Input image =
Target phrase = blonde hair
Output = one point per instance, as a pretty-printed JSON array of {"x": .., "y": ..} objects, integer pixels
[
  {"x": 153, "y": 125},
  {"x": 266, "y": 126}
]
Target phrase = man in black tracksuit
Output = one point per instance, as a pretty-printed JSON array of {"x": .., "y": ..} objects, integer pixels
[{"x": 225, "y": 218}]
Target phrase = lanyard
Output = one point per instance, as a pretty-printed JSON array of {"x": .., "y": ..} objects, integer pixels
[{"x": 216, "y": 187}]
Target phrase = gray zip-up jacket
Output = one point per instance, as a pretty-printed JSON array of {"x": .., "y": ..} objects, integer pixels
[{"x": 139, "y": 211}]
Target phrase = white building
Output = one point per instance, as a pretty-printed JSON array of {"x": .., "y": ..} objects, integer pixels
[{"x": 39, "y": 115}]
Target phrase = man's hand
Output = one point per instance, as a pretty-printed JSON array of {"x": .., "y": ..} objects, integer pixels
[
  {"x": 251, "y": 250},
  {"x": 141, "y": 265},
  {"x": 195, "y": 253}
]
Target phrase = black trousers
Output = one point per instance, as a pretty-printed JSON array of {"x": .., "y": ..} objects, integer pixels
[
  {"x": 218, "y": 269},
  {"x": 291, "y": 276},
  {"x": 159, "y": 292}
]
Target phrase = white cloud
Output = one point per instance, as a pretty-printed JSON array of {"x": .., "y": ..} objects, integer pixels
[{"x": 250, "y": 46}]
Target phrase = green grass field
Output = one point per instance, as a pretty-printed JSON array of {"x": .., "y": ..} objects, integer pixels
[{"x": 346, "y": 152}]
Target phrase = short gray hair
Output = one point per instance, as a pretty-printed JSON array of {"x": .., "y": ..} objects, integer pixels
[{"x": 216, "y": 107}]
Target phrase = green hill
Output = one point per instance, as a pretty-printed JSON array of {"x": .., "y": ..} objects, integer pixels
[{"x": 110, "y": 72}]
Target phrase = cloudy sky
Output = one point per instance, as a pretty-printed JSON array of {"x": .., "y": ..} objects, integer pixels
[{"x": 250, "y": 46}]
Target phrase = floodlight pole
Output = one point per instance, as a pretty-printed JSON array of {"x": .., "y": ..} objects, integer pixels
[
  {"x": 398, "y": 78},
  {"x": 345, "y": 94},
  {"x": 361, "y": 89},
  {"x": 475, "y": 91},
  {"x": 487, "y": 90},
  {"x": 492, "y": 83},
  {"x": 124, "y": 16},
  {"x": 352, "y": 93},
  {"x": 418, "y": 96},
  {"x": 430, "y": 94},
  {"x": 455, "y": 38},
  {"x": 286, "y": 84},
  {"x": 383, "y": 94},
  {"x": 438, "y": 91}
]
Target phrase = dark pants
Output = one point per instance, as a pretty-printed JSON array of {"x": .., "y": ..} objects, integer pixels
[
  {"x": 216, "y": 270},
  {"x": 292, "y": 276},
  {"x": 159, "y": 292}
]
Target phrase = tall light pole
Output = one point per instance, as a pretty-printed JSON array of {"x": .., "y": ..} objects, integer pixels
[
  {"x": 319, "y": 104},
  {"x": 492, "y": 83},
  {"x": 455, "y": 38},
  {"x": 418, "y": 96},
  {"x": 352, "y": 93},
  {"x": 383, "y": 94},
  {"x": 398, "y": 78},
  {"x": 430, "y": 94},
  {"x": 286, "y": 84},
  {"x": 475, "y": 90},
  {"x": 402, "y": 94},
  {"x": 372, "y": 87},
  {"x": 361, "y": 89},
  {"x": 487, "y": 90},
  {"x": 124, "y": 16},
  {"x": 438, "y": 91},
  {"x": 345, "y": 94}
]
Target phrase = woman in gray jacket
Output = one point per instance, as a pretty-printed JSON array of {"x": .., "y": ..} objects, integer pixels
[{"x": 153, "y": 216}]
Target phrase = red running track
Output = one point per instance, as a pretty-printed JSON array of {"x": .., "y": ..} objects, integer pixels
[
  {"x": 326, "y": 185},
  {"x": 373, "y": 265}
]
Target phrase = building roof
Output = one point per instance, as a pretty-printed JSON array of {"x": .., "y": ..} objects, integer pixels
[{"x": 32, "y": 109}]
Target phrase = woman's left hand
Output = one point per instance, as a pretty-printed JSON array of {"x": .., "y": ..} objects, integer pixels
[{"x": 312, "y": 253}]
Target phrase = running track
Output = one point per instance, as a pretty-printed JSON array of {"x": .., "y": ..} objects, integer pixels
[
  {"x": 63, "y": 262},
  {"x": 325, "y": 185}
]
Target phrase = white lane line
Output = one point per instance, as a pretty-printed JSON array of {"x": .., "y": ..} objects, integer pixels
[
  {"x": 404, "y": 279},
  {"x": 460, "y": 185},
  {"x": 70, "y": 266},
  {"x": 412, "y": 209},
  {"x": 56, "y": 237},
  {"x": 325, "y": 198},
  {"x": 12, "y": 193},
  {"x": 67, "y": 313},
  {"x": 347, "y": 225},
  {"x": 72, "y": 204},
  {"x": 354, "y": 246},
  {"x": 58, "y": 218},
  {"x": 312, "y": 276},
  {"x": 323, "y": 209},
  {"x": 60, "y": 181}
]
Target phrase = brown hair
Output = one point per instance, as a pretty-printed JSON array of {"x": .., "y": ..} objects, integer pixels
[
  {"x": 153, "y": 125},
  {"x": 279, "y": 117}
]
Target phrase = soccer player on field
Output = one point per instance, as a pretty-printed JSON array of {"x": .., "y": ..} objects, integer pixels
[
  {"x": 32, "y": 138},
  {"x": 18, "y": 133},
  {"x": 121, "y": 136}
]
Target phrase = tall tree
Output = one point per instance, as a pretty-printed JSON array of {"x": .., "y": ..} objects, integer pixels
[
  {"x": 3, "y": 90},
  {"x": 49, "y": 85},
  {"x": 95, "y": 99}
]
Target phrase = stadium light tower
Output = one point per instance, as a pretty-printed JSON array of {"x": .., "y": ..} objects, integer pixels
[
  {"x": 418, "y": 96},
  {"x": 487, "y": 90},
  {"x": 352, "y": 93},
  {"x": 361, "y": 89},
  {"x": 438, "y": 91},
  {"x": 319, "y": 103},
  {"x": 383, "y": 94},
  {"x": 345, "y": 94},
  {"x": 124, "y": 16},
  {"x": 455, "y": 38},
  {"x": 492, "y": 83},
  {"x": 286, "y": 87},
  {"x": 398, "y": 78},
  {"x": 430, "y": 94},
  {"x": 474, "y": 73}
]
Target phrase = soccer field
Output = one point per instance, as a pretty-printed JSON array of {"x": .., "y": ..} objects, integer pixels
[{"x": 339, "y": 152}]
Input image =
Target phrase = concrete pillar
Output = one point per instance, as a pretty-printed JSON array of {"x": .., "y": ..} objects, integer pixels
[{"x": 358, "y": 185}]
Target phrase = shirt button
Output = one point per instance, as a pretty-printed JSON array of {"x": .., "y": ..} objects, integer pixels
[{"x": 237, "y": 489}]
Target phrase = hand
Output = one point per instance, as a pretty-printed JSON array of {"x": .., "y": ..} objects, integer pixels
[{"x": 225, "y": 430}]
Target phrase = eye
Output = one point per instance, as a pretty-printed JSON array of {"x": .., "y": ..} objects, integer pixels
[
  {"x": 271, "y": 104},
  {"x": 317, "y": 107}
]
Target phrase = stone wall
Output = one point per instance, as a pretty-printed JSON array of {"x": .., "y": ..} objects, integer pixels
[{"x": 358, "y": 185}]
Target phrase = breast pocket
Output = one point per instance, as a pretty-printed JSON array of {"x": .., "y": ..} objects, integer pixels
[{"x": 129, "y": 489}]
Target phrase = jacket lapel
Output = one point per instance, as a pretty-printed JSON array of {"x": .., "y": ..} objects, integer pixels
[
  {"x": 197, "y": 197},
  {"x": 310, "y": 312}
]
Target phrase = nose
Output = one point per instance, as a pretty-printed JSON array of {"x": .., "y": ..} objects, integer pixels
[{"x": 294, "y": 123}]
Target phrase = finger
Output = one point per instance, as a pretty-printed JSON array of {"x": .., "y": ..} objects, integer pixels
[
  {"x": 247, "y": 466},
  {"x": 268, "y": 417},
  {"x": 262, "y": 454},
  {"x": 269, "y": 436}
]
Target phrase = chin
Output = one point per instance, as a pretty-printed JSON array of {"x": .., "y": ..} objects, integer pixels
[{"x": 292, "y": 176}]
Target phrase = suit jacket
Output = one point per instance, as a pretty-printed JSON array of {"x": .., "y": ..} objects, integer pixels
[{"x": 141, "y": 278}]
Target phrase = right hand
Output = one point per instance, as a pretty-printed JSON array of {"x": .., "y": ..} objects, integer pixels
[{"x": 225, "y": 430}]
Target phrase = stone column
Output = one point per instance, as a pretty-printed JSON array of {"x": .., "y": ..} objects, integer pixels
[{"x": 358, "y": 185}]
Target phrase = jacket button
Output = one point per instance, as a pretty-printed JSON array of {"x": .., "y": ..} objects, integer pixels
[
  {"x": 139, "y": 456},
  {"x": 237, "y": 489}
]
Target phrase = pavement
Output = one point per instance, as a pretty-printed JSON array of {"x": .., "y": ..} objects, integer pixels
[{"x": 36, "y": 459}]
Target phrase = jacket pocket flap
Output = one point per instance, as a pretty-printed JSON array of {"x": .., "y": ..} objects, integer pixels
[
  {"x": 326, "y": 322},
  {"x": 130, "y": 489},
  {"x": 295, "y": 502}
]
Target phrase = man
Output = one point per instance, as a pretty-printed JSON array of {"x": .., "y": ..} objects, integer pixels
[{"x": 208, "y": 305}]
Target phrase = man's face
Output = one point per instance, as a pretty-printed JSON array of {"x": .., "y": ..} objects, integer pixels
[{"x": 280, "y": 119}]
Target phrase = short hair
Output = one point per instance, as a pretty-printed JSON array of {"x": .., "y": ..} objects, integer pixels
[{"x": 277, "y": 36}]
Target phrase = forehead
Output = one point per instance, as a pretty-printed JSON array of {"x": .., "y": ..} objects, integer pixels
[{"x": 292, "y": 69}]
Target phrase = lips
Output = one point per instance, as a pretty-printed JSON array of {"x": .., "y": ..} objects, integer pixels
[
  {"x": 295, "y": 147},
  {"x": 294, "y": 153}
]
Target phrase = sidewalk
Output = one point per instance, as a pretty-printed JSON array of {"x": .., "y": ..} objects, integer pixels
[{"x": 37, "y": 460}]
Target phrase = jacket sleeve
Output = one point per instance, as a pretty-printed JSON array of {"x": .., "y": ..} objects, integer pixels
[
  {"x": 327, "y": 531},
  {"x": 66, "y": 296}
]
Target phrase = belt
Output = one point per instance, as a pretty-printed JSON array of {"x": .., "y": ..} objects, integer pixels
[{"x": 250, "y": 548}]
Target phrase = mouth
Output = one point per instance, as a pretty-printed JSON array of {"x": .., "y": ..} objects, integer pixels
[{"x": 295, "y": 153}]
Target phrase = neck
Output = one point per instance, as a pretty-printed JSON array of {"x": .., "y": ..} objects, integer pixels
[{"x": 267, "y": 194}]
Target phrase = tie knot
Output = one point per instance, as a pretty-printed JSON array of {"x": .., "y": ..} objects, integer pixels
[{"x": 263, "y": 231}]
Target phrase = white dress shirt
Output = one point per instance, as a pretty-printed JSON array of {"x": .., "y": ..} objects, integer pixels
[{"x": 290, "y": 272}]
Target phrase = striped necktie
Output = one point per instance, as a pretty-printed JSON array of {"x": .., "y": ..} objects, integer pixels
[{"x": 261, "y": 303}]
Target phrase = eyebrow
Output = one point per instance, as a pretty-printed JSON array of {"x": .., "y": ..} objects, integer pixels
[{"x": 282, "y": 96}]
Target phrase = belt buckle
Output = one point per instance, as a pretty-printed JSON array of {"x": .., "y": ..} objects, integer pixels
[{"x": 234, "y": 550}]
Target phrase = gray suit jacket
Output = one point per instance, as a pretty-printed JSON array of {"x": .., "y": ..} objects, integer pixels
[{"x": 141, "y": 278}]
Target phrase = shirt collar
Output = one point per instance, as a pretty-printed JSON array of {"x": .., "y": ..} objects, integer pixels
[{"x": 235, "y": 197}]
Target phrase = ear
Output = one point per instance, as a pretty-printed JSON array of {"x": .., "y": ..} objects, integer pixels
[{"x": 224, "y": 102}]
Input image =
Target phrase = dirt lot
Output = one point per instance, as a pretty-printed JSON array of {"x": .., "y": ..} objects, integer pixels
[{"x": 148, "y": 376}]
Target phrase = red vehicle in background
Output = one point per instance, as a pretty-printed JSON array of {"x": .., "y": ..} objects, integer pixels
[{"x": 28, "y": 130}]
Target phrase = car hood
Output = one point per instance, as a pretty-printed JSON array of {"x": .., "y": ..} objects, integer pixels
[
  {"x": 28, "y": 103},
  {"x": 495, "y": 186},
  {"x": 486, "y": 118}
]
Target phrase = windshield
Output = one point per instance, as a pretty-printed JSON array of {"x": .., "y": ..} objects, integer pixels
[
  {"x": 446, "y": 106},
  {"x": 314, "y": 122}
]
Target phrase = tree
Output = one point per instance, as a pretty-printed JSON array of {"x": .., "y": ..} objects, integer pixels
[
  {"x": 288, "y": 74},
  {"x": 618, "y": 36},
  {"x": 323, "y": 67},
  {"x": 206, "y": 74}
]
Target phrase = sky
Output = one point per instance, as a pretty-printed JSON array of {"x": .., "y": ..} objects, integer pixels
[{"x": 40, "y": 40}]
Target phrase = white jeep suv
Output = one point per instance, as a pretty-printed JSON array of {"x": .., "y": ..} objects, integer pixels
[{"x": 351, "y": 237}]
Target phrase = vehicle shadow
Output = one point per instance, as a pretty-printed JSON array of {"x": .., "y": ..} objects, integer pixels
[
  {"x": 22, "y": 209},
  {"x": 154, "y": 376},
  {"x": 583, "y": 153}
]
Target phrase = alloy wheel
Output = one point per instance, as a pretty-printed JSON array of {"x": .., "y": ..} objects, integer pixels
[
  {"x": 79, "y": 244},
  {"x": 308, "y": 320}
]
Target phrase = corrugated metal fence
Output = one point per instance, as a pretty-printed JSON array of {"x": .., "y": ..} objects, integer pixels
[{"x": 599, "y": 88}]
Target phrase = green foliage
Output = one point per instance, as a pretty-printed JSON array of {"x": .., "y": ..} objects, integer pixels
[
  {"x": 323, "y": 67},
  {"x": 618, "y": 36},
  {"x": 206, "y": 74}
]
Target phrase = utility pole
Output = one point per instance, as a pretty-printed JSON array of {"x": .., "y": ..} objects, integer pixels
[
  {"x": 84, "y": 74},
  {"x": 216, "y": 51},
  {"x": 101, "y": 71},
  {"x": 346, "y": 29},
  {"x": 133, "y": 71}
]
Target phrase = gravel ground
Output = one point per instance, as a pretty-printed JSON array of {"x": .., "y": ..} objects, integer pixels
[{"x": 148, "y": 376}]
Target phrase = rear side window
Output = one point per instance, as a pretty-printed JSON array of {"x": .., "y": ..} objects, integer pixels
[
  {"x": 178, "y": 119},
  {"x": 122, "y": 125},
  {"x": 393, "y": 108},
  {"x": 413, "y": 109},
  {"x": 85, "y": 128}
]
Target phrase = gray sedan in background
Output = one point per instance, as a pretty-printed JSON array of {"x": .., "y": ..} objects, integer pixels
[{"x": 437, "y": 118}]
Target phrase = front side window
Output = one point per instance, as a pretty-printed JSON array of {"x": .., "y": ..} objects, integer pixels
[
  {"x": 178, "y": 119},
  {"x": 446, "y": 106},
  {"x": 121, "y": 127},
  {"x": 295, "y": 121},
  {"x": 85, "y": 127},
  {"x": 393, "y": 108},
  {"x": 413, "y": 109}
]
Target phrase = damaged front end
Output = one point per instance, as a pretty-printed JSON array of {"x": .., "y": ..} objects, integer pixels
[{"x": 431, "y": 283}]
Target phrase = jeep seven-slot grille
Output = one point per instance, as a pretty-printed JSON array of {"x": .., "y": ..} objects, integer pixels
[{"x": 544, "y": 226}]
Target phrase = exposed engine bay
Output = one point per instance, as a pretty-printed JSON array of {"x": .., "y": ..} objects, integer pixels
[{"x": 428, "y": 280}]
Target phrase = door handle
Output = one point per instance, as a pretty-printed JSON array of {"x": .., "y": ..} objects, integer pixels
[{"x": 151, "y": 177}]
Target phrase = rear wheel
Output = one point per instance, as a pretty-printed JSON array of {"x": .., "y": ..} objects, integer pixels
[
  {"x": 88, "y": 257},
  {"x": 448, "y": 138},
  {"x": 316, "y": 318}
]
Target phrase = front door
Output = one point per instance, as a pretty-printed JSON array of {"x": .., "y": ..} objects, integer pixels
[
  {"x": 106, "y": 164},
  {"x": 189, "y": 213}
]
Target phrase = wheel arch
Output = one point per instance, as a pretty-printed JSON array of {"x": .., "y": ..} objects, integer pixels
○ ○ ○
WRITTEN INSTRUCTION => In the listing above, find the line containing "Target phrase = gravel ground", then reproduce it and each line after it through the end, exactly and with nothing added.

COMPLETE RESPONSE =>
Target phrase = gravel ground
Output = one point per instance, as a pretty-printed JSON array of {"x": .., "y": ..} objects, integer pixels
[{"x": 148, "y": 376}]
Target phrase = rear side window
Output = one point per instance, as a pretty-printed JSON array of {"x": .., "y": ..} objects, integer pixels
[
  {"x": 178, "y": 119},
  {"x": 122, "y": 125},
  {"x": 393, "y": 108},
  {"x": 413, "y": 109},
  {"x": 85, "y": 128}
]
Target phrase = gray sedan in background
Output = one point per instance, as a pretty-printed JSON array of {"x": .., "y": ..} objects, integer pixels
[{"x": 437, "y": 118}]
Target phrase = front side window
Output = one point per instance, as a pretty-printed JSON array of {"x": .., "y": ..} objects, integer pixels
[
  {"x": 178, "y": 119},
  {"x": 446, "y": 106},
  {"x": 121, "y": 127},
  {"x": 295, "y": 121},
  {"x": 85, "y": 127},
  {"x": 393, "y": 108},
  {"x": 413, "y": 109}
]
Target phrase = damaged front end
Output = one point per instance, as a pretty-printed JSON array of {"x": .., "y": ..} objects, integer pixels
[{"x": 431, "y": 283}]
Target phrase = jeep seven-slot grille
Output = one point per instance, as a pretty-printed JSON array of {"x": .., "y": ..} objects, integer pixels
[{"x": 544, "y": 226}]
Target phrase = exposed engine bay
Output = one point per instance, as a pretty-printed JSON array of {"x": .., "y": ..} objects, integer pixels
[{"x": 428, "y": 280}]
Target phrase = door handle
Output = one point per instance, as a pretty-printed JSON array of {"x": .., "y": ..} objects, integer pixels
[{"x": 151, "y": 177}]
Target phrase = rear wheel
Output = one point per instance, as a pretty-printed JSON array of {"x": .., "y": ..} objects, integer pixels
[
  {"x": 88, "y": 257},
  {"x": 448, "y": 138},
  {"x": 316, "y": 318}
]
Target phrase = front door
Output = one point per instance, as a pretty-printed JSON array of {"x": .., "y": ..} objects, integer pixels
[
  {"x": 106, "y": 164},
  {"x": 189, "y": 213}
]
Target phrase = wheel arch
Output = one point per instance, as a pretty-printed JSON array of {"x": .., "y": ..} objects, integer pixels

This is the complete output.